## ENTRIES PROVIDED
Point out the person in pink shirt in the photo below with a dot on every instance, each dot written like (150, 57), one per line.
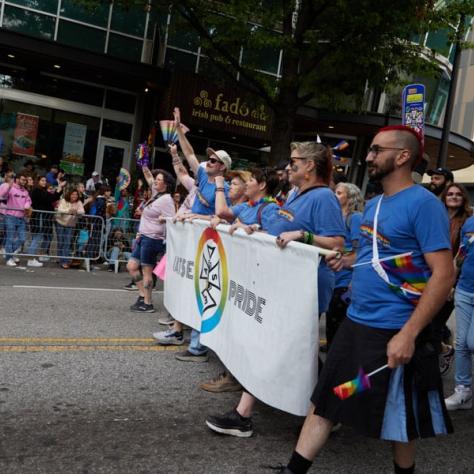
(18, 203)
(151, 238)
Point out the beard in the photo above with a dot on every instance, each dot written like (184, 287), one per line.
(380, 171)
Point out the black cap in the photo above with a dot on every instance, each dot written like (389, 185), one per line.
(442, 172)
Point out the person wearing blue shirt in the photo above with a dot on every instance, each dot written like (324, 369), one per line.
(217, 164)
(52, 175)
(351, 201)
(402, 275)
(257, 211)
(313, 214)
(461, 399)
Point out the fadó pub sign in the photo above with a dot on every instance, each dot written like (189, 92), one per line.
(223, 108)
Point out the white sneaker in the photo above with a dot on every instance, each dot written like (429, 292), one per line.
(461, 399)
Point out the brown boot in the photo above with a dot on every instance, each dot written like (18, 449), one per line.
(224, 382)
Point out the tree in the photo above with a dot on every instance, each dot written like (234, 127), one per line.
(333, 51)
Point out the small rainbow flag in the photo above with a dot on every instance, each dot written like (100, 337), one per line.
(357, 385)
(413, 278)
(169, 132)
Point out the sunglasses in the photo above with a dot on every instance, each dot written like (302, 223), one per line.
(213, 161)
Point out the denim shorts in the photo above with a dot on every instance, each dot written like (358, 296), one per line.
(146, 250)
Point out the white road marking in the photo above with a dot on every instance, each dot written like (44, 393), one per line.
(74, 288)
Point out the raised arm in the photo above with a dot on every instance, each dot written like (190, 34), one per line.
(184, 143)
(178, 167)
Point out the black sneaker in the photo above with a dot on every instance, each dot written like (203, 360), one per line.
(140, 300)
(231, 424)
(187, 356)
(143, 308)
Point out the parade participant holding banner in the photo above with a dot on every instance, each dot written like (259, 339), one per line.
(150, 240)
(352, 202)
(311, 214)
(403, 274)
(204, 203)
(258, 210)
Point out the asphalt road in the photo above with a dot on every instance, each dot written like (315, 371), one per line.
(83, 389)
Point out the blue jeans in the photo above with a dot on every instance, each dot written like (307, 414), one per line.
(195, 347)
(16, 234)
(64, 242)
(464, 304)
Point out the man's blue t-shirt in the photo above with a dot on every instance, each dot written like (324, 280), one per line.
(249, 215)
(344, 277)
(205, 201)
(317, 211)
(466, 280)
(412, 220)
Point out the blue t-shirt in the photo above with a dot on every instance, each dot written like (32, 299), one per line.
(466, 280)
(205, 201)
(344, 277)
(248, 214)
(413, 220)
(317, 211)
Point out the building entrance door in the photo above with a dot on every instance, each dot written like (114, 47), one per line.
(112, 155)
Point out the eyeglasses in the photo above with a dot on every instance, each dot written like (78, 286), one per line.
(213, 161)
(376, 149)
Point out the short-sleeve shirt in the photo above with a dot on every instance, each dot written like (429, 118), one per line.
(466, 279)
(412, 220)
(205, 200)
(317, 211)
(249, 214)
(344, 276)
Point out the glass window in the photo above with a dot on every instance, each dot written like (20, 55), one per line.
(129, 20)
(182, 36)
(97, 15)
(180, 61)
(125, 48)
(50, 6)
(119, 101)
(117, 130)
(158, 19)
(29, 23)
(438, 40)
(80, 36)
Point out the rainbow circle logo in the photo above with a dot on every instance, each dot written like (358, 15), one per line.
(211, 279)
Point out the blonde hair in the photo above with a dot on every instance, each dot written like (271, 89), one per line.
(355, 201)
(320, 154)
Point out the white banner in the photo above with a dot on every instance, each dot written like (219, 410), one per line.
(255, 305)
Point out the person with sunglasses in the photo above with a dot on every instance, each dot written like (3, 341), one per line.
(217, 164)
(404, 234)
(312, 213)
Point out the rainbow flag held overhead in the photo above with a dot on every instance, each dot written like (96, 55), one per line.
(357, 385)
(411, 279)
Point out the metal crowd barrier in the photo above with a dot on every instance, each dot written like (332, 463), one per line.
(50, 235)
(118, 240)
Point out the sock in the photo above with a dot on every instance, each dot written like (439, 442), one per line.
(403, 470)
(298, 464)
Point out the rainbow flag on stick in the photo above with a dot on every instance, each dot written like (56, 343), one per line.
(357, 385)
(413, 278)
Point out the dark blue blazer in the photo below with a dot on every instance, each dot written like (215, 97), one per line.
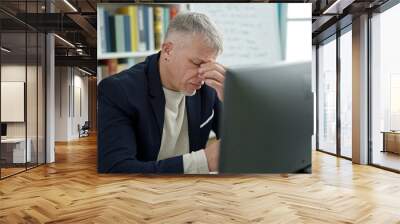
(131, 108)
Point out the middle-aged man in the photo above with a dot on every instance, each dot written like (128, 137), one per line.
(156, 116)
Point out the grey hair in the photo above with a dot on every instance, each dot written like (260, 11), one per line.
(197, 23)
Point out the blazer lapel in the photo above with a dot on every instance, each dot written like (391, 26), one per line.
(193, 110)
(157, 98)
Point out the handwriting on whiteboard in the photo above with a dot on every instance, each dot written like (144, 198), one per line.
(250, 31)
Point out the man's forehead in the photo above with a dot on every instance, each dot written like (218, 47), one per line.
(205, 56)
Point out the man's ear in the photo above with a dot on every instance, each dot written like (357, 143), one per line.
(167, 48)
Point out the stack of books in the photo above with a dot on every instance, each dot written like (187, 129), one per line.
(134, 28)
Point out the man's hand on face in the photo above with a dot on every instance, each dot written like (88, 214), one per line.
(214, 76)
(212, 154)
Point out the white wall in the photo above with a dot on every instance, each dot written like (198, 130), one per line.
(70, 83)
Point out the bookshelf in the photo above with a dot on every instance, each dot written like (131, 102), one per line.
(116, 55)
(128, 33)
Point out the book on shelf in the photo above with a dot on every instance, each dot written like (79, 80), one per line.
(134, 28)
(113, 66)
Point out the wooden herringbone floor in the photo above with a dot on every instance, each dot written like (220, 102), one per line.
(70, 191)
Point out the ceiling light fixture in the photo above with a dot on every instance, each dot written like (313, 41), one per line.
(5, 50)
(70, 5)
(84, 71)
(337, 7)
(65, 41)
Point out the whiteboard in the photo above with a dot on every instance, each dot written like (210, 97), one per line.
(250, 31)
(12, 101)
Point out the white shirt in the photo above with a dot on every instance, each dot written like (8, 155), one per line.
(175, 137)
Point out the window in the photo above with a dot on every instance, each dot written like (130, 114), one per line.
(385, 88)
(346, 94)
(327, 96)
(298, 45)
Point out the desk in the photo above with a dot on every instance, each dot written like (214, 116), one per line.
(13, 150)
(391, 141)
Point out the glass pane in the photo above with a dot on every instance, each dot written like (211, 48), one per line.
(298, 45)
(41, 98)
(386, 89)
(299, 11)
(346, 94)
(327, 97)
(31, 98)
(13, 87)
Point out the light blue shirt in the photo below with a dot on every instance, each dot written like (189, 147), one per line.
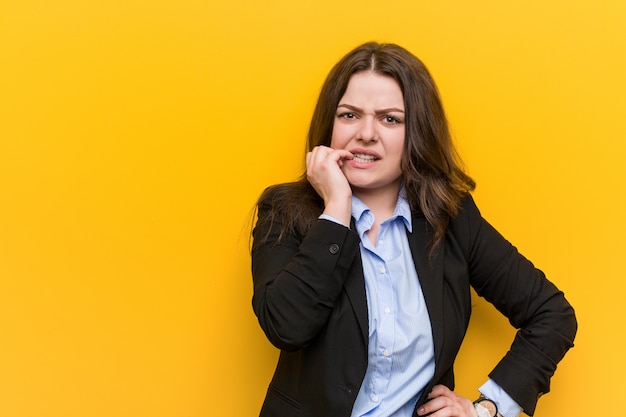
(400, 350)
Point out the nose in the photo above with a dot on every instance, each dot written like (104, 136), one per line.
(367, 130)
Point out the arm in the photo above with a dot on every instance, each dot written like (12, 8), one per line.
(298, 280)
(546, 321)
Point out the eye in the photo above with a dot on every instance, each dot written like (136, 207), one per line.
(391, 120)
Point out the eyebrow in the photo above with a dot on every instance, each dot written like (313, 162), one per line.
(381, 111)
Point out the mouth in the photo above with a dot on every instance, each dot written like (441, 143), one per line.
(364, 158)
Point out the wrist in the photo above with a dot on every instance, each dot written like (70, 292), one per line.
(486, 408)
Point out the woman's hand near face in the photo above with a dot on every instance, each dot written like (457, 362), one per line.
(445, 403)
(323, 170)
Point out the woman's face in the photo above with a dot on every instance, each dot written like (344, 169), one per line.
(370, 123)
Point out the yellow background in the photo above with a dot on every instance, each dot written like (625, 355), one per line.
(135, 137)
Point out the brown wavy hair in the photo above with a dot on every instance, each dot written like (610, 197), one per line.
(432, 172)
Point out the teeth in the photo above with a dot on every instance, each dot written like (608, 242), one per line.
(361, 157)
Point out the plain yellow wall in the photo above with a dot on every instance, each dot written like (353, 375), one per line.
(136, 135)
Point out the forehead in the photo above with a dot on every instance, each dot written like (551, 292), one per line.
(369, 88)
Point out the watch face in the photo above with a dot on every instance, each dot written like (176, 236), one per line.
(490, 406)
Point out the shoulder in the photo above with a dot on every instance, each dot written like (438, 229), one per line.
(467, 215)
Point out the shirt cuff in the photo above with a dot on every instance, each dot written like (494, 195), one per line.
(331, 218)
(506, 405)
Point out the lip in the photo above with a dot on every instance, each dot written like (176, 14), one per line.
(365, 152)
(357, 162)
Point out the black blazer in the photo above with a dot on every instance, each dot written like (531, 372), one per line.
(309, 297)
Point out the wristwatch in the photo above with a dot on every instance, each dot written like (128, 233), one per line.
(486, 408)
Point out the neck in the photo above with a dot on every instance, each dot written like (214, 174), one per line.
(382, 203)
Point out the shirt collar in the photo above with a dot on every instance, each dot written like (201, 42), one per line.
(364, 218)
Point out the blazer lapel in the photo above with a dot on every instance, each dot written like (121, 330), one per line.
(355, 290)
(430, 274)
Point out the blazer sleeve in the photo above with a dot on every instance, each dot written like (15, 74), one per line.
(545, 320)
(297, 279)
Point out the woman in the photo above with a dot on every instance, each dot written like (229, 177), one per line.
(362, 269)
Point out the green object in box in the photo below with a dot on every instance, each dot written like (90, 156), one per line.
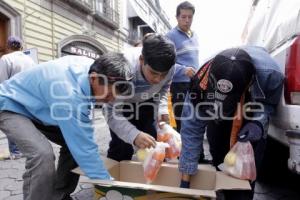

## SET PROBLEM
Copy out, word for word, the lines of the records that start at the line containing "Point out the black blazer" and end at the close of the records, keeping both ends. Leave the pictures out of your copy.

## RESULT
Point out the black blazer in the photo above with a dot on every instance, each dot written like (531, 372), one per line.
(309, 297)
Point out the wristwatch in the photo above with a dot on every instance, each dot written like (128, 233), one per line.
(486, 408)
Point out the neck in the photo above with a dot on every instance, each dot written like (214, 174), one per line.
(382, 203)
Point out the shirt collar in the photo above with a dot on every instance, each dot written like (201, 42), one per line.
(364, 218)
Point out the blazer lapel in the photo above with a dot on every instance, each dot written like (121, 330), one per line.
(355, 290)
(430, 274)
Point out the blazer sleeve in the photo above with a dot on every instance, each dot written like (15, 74), one per line.
(545, 320)
(297, 279)
Point out the woman in the photo above with a dot on every instance, each dot written like (229, 177), one per line.
(362, 269)
Point out the green object in box in the photo below with a dot on every instance, each dot written like (90, 156), one per line.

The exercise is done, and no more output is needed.